───── DATA RECORDS ─────
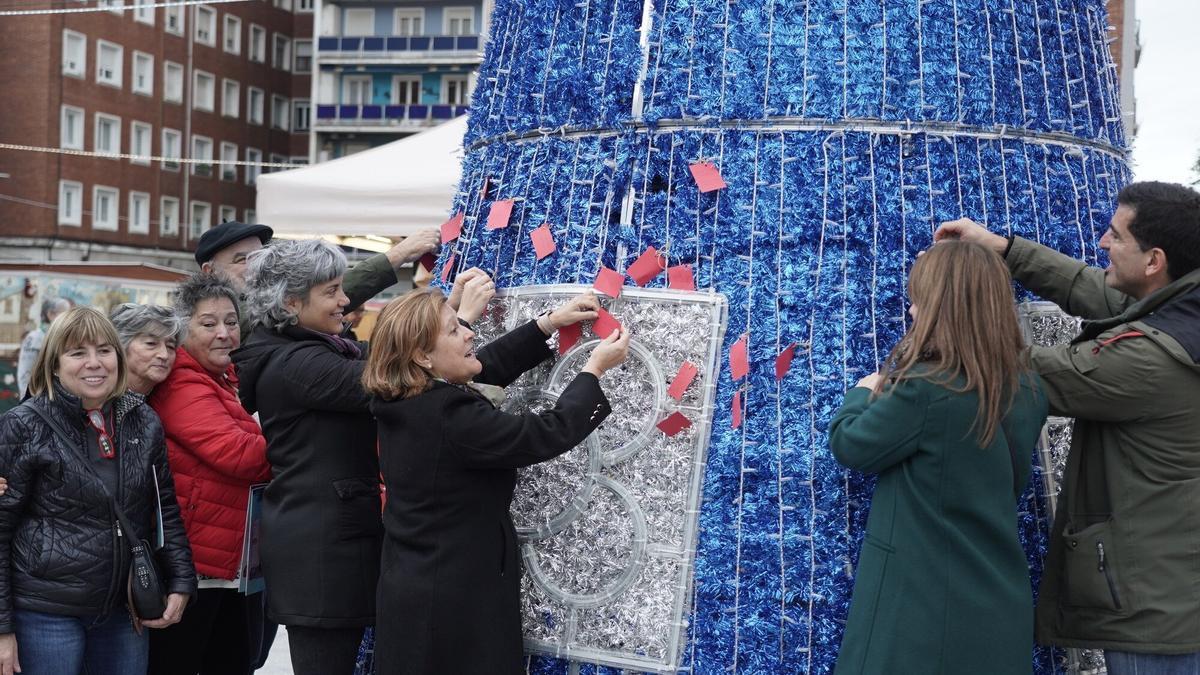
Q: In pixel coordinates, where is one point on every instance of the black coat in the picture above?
(322, 527)
(59, 551)
(449, 596)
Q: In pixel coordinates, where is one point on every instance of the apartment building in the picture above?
(387, 70)
(185, 101)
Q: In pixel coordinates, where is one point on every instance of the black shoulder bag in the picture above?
(145, 591)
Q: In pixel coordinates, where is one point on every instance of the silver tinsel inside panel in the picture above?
(609, 529)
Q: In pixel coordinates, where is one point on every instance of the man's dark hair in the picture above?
(1165, 216)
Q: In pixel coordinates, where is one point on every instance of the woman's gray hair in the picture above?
(197, 288)
(132, 320)
(283, 270)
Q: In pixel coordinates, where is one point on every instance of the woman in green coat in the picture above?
(949, 425)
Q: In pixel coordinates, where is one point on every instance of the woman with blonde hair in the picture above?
(78, 452)
(949, 425)
(449, 595)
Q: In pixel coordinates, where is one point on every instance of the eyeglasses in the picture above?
(100, 424)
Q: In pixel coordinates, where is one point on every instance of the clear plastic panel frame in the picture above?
(609, 529)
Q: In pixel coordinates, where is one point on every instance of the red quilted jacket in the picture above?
(216, 452)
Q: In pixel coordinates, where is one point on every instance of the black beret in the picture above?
(227, 233)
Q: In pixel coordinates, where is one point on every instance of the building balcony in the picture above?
(384, 118)
(417, 48)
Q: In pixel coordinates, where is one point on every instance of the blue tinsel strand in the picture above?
(846, 130)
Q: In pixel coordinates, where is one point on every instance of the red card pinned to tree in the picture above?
(543, 242)
(739, 364)
(609, 282)
(673, 424)
(605, 323)
(448, 268)
(679, 278)
(707, 175)
(451, 228)
(784, 360)
(647, 266)
(682, 381)
(568, 336)
(498, 217)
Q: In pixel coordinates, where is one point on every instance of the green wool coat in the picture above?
(942, 584)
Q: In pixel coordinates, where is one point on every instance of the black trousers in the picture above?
(214, 638)
(323, 651)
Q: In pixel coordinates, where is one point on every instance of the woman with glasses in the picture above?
(217, 452)
(78, 449)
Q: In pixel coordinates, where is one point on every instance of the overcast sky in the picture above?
(1167, 84)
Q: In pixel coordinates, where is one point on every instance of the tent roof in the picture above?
(389, 191)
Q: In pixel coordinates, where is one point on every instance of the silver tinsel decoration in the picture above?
(609, 529)
(1047, 326)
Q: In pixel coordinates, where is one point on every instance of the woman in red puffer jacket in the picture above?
(216, 452)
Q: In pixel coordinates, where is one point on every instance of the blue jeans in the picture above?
(1131, 663)
(51, 644)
─────
▸ **HOW TO COMPLETE THIS TASK**:
Once more, give the listing above exactly, leaving each picture out.

▸ **THE ANSWER**:
Q: In pixel coordinates, where is one point on every instance of the black coat in the picture above?
(322, 527)
(59, 551)
(449, 596)
Q: In pixel coordinates, where is one point on every instance of the apartment building in the picture above?
(387, 70)
(185, 101)
Q: In pixel coordinates, where is one point on every instance of the black shoulder bag in the picture above?
(145, 591)
Q: In pixel coordinates, where is one point on every instance of the silver tinsel inside panel in the picture above?
(609, 529)
Q: In pixel coordinates, where is one point on every instance of the man's dark hair in the picture above?
(1165, 216)
Q: In pixel coordinates, where is one point on every instance of the woman's gray hair in the picture above?
(197, 288)
(132, 320)
(283, 270)
Q: In pixel coordinates, where is one point on every instance of the woman in green coat in the picture above?
(949, 425)
Q: In pixel coordinates, where is one point on every instance of the woman with blonde hair in the picture above?
(78, 452)
(949, 425)
(449, 595)
Q: In pixel coordinates, where is one point on every instance of the eyeglasses in the picture above?
(100, 424)
Q: In pixel coordinates, where is one point on every instance of the clear plastic panel frame in the picture above?
(609, 529)
Q: In pixel coordinates, where is one point on every instance of the red quilted jacket in the picture above?
(216, 452)
Q: In pixel coordinates, where is one point on every instance of the black beret in the picture above?
(227, 233)
Q: In pixel coordinates, where is one point on every instance of the building balcony in the picture above?
(384, 118)
(417, 48)
Q: In pixel coordinates, where is one point on every instance of the blue tinsel strand in the picture above?
(846, 130)
Q: In pixel coordinates, where is one point on every instance of the red card pinned to tree in the picture above?
(543, 242)
(739, 364)
(609, 282)
(673, 424)
(605, 323)
(448, 268)
(679, 278)
(707, 175)
(451, 228)
(784, 360)
(647, 266)
(682, 381)
(568, 336)
(498, 217)
Q: In pixel coordinates, where is one point on every instance of the green wool coat in the picture above?
(942, 584)
Q: In pixel coordinates, where is one point on every instance of the black trousers in the picture above?
(214, 638)
(323, 651)
Q: In pixel coordinates, where is one point on every instance of the woman with glasses in the picture above?
(217, 452)
(78, 449)
Q: In pixel coordinates, where is one point on every instance of the overcast sky in the picture above?
(1167, 84)
Q: In pixel coordinates, where is one point on every instance of the tent roof in the picture above?
(389, 191)
Q: In pixel coordinates, where is one point on every instance of the silver tinsel decoration in the picture above?
(609, 529)
(1047, 326)
Q: In pixel coordinates, where is one point on every instance of the woman in red puffer jacket in the picture above?
(216, 452)
Q: In pixel coordinates, where is one point on every instance of the blue jeans in the picture above?
(1131, 663)
(51, 644)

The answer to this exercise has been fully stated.